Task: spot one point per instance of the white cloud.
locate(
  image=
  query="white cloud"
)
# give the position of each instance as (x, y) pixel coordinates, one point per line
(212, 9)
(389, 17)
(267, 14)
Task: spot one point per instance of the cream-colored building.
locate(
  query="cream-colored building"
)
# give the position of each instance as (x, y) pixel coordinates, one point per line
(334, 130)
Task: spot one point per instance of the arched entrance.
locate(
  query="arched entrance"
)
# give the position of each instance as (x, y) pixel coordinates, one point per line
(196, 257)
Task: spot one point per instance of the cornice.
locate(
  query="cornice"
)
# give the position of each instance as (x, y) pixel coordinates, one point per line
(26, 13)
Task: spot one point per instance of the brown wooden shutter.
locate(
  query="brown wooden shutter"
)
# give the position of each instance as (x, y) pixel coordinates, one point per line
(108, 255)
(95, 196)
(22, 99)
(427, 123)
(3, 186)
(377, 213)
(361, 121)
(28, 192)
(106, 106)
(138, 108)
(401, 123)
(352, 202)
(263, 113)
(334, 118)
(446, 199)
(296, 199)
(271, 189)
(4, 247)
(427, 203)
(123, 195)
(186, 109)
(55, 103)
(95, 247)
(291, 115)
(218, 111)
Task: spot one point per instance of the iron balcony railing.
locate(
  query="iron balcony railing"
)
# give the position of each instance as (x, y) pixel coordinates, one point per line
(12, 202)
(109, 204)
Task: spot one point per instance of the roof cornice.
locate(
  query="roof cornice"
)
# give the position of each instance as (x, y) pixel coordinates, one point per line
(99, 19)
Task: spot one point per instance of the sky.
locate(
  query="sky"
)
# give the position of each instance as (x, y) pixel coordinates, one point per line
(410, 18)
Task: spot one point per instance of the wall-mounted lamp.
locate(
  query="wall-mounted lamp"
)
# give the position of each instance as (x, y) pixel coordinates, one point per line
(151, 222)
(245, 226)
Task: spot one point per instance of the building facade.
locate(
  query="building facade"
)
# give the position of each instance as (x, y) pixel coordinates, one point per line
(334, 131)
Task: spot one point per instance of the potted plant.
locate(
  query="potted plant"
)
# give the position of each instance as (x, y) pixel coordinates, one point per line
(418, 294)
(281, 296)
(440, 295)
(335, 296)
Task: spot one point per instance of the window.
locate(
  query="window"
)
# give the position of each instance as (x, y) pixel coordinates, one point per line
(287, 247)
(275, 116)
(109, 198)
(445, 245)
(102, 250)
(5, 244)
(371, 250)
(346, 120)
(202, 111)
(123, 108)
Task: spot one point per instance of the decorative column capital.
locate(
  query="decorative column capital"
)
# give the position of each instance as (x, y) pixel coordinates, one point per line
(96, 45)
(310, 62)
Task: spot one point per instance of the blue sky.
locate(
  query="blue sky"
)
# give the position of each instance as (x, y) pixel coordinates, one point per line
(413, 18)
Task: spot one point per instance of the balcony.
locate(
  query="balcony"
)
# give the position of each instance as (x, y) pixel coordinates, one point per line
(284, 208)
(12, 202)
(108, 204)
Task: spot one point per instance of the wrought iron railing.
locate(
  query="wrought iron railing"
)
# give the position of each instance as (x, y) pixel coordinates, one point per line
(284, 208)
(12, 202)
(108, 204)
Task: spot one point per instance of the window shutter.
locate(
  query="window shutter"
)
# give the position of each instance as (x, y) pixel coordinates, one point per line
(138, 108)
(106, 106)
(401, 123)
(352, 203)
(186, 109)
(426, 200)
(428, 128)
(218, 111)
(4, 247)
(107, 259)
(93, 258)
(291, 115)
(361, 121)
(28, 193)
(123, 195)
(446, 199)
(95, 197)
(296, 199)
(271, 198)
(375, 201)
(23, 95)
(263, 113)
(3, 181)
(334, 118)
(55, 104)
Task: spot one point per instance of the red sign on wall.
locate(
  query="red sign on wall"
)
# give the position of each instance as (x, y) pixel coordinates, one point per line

What is being asked
State how many lines in the entries above include the word "mounted"; reply with the number alone.

Your response
2